Tuesday, December 15, 2015
by Jean Henry Mead
While researching Christmas customs around the world, I discovered that the first Christmas tree was decorated in 1510 in Germany and Livonia (now Estonia and Latvia). And in many countries Santa Claus is known as Father Christmas. In Latvia he places gifts under the tree and a special dinner is prepared of brown peas with bacon sauce, small pies, sausages and cabbage.
In Finland, where children believe that Father Christmas lives above the Arctic Circle, they call him Korvatunturi. Their three holy days include Christmas Eve, Christmas Day and Boxing Day (a public holiday in many countries known as the second day of Christmas). Finnish people eat rice porridge and a sweet soup of dried fruits on Christmas Eve, then decorate a spruce tree in their homes. A "Christmas declaration" is broadcast throughout the country at mid-day via radio and television. And that evening a traditional Christmas dinner is served consisting of casseroles containing liver, rutabaga, potatoes and carrots with ham or turkey as well as various salads, sweet and spiced breads and cheeses. They also attend church and decorate the graves of their departed relatives. Children receive their presents on Christmas Eve from someone in the family dressed as Father Christmas.
In Hungary the Winter Grandfather (Santa Claus) arrives on the sixth of December when children place their carefully cleaned shoes outside the door or window before retiring for the night. The following morning they find candy and small toys in red bags placed inside their shoes. Youngsters who don't behave find a golden birch branch next to their shoes, which is meant for spanking, although it's rarely used. On Christmas Eve, children visit relatives or attend movies while baby Jesus delivers Christmas trees and presents to their homes. Candy and other edibles are hung on the tree as well as glass balls, candles and sparklers. Fresh fish with rice or potatoes and pastries are usually served that evening for dinner, after which the children are allowed to see their decorated tree for the first time. Christmas songs are then sung and gifts opened. Older children usually attend Christmas mass with their parents later that night and on Christmas Day the kids are allowed to eat the sweets hanging from their tree.

Excerpted data -

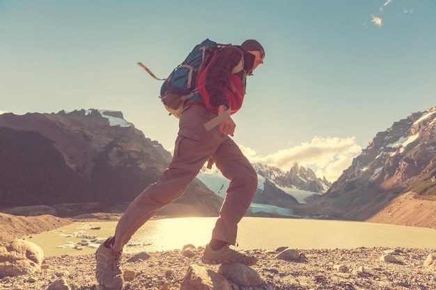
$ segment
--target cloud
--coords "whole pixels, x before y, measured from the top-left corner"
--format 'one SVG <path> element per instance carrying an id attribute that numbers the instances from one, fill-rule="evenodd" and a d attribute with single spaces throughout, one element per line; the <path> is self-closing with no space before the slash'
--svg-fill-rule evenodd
==
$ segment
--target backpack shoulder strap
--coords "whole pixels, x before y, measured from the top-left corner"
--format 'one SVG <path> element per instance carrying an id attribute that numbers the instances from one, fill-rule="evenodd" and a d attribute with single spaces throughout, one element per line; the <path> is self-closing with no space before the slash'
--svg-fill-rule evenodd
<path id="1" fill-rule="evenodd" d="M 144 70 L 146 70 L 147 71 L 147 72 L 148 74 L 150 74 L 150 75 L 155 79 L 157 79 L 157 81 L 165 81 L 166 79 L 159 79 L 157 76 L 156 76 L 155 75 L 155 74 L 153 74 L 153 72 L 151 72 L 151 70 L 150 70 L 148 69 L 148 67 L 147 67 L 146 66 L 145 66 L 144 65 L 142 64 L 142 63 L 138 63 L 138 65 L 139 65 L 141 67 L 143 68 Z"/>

Required work - Extend the piece on Christmas customs around the world, picking up after its last sentence. The rows come from a separate source.

Response to the exercise -
In Belgium Sinterklays (St. Nicholas) is also celebrated on December 6, and is observed separately from the Christmas holiday. Santa Claus is known as Kerstman or le Pere Noel because there are three languages spoken within the country—Dutch, French and German. Santa Claus brings gifts to the children on Christmas day and small presents for family members are placed beneath the tree or in stockings hung near the fireplace. Sweet breads called cougnour or cougnoleand and shaped like the baby Jesus are eaten at breakfast.
Romanian children receive small gifts on December 6 from St. Nicholas in their freshly-polished shoes. Rural families "sacrifice”a pig on December 20, and each part of the pig is cooked in a different way, such as sausage or mince meat cooked with rice, onions and spices. They also dress up as bears and goats to sing traditional songs at each house in the village. Children visit other homes, not unlike our Halloween, to sing carols and receive sweets, fruit or money. Transylvanians serve stuffed cabbage on Christmas Eve and eat the leftovers for lunch the following day when they return from church services.
Brazilians call Father Christmas Papai Noel and the date of celebration differs in various regions of the country. Christmas trees are decorated by even the poor who have plastic trees or simple branches decorated with cotton to represent snow. Christmas dinners for the affluent usually consist of chicken, turkey, pork or ham served with rice, beans and fruit, often served with beer. The poor usually have chicken, rice and beans with beer or colas. For desert they enjoy brigadeiro made of chocolate and condensed milk.
Christmas is called Noel in France and Father Christmas is known as Pere Noel. Christmas dinner is an important family gathering with the best of meats and finest wines. Christmas trees are often decorated with red ribbons and white candles, and electric lights adorn fir trees in the yard. Most people send New Year’s cards instead of at Christmas to wish friends luck, and Christmas lunch is celebrated with fois gras, a strong pate made of goose liver followed by a meal of seafood.
House windows are decorated in Germany with electric candles and color photographs as well as wreathes of leaves with candles called adventskrant, which signal the arrival of the four-weeks before Christmas. Additional candles are added as the holiday grows nearer. Father Christmas, called Der Wihnactsmann, delivers presents to the children during the late afternoon of Christmas Eve after celebrants return from church. A member of the family rings a bell to announce that presents are under the tree. Christmas Day is celebrated with a meal of carp or goose.
Father Christmas delivers gifts to Portuguese children on Christmas Eve. Gifts are left under the tree or in their shoes near the fireplace. Christmas dinner usually consists of dry cod fish and boiled potatoes at midnight.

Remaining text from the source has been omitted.